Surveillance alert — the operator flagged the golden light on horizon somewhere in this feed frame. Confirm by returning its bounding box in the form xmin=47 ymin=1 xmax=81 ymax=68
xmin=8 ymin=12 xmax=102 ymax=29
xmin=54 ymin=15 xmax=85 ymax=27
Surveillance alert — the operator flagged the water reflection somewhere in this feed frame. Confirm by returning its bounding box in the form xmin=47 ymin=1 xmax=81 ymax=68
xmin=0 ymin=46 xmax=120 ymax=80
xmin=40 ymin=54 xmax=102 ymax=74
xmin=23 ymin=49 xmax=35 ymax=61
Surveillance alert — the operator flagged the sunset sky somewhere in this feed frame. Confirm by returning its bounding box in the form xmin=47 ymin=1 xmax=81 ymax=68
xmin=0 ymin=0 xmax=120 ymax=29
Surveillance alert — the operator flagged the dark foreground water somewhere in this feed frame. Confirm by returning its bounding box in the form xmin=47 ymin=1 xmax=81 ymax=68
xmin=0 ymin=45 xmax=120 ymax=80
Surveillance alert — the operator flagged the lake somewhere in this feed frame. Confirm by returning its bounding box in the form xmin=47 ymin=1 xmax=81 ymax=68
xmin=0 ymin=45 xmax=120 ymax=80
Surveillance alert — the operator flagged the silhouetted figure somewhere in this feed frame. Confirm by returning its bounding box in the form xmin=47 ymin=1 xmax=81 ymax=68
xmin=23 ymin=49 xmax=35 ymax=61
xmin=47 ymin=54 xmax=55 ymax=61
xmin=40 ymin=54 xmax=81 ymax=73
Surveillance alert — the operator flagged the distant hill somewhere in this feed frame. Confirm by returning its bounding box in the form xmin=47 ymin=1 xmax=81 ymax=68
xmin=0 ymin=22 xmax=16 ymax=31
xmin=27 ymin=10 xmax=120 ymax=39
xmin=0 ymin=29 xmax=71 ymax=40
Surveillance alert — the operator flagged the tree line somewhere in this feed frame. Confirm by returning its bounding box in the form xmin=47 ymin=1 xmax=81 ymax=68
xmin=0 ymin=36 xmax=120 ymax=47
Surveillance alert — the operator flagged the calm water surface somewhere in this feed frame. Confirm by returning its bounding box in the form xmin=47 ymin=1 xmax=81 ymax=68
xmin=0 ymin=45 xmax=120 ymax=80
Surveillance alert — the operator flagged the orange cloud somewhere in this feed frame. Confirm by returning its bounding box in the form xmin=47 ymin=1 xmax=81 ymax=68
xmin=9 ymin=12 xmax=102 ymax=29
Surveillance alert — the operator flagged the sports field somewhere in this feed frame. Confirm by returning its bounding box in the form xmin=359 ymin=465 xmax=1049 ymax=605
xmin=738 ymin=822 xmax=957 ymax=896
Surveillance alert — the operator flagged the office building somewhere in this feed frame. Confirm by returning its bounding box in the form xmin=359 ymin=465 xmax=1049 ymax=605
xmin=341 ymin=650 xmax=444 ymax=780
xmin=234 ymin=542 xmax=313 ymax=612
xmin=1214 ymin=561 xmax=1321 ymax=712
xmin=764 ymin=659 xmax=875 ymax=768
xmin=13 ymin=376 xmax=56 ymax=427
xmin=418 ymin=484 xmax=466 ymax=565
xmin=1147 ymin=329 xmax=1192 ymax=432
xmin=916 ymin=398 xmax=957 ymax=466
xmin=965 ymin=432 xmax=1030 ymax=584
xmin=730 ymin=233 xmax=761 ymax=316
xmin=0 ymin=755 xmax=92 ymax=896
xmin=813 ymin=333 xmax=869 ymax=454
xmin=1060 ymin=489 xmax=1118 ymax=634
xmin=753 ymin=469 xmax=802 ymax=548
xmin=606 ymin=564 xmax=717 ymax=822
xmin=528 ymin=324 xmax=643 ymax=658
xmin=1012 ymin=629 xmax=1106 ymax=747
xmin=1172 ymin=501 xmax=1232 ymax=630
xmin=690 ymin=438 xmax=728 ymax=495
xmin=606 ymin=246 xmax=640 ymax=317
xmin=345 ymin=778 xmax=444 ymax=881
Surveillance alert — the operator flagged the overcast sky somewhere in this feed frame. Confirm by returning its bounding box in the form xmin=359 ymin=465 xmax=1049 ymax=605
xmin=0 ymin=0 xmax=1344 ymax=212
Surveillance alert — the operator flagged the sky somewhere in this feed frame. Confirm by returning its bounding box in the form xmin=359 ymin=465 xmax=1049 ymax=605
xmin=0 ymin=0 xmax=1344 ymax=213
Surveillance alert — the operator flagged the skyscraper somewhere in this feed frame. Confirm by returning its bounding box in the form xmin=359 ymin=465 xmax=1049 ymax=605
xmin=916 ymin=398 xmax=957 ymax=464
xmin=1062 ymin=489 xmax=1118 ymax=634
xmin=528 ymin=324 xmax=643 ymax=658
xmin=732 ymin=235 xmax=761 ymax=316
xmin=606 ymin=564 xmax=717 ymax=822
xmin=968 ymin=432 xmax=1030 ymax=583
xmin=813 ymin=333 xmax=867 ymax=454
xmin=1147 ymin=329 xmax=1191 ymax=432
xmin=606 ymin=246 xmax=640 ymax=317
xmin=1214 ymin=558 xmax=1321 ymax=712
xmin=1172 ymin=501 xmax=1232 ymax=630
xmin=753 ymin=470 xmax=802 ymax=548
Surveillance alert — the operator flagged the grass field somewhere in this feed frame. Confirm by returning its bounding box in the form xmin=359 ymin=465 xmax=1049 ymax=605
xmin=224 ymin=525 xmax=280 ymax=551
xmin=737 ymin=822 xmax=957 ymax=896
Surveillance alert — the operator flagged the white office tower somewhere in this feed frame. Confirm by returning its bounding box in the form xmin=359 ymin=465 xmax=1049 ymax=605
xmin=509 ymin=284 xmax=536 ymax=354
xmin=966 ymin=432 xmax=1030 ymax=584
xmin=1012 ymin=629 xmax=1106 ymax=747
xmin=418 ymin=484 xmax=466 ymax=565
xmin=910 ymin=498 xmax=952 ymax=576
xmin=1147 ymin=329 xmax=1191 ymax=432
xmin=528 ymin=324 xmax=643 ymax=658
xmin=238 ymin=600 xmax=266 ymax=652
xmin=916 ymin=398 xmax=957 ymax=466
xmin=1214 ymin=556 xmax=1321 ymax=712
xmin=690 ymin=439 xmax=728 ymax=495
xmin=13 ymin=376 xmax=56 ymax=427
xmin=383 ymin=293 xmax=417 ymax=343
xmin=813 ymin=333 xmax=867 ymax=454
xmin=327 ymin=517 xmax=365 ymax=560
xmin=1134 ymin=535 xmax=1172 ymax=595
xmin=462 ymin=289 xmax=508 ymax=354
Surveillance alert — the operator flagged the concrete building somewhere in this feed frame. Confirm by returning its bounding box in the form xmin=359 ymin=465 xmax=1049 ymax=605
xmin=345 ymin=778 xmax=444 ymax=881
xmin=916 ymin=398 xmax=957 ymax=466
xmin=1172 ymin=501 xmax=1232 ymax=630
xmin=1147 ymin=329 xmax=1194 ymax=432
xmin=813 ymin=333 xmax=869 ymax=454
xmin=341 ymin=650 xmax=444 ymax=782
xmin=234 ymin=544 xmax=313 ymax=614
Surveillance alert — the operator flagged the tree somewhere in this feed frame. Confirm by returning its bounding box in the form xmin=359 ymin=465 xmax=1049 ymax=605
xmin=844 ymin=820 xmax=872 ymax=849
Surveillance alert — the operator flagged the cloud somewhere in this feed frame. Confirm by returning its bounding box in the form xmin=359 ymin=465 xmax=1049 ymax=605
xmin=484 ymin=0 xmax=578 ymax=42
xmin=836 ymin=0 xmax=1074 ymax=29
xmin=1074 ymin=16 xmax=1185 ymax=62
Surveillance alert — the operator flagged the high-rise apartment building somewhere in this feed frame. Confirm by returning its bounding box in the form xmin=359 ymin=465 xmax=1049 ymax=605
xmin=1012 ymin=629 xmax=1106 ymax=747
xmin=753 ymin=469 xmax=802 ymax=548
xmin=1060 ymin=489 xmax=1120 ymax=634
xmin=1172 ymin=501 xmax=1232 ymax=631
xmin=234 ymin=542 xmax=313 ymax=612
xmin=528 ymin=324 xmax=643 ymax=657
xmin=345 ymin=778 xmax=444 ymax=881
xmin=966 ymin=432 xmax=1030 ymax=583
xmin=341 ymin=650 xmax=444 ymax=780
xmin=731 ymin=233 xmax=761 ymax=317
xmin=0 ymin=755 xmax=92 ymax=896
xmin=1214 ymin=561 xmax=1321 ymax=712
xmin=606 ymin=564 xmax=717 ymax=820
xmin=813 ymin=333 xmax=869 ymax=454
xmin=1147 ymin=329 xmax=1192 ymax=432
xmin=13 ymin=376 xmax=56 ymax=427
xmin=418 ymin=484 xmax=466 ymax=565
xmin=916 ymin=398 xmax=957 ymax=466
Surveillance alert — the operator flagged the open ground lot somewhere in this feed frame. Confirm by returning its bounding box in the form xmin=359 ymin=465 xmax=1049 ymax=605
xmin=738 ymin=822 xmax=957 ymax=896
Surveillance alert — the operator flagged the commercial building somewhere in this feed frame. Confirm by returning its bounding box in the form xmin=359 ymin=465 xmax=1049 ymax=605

## PROBLEM STATEMENT
Duplicate the items above, starting at the line containing "Surveillance alert — the operator flagged the tree somewhere" and ending at the line containing "xmin=1074 ymin=16 xmax=1185 ymax=62", both included.

## CORRECT RESPONSE
Surveillance alert — the operator flagged the tree somewhere in this feed frame. Confirm by returning its bounding box in the form xmin=359 ymin=465 xmax=1049 ymax=605
xmin=844 ymin=820 xmax=872 ymax=849
Surveillance alert — the operator flagged the cloud somewhere in this feed frame. Confirm by returning its bounding box in the form xmin=359 ymin=465 xmax=1049 ymax=605
xmin=484 ymin=0 xmax=578 ymax=42
xmin=836 ymin=0 xmax=1074 ymax=29
xmin=1074 ymin=16 xmax=1185 ymax=62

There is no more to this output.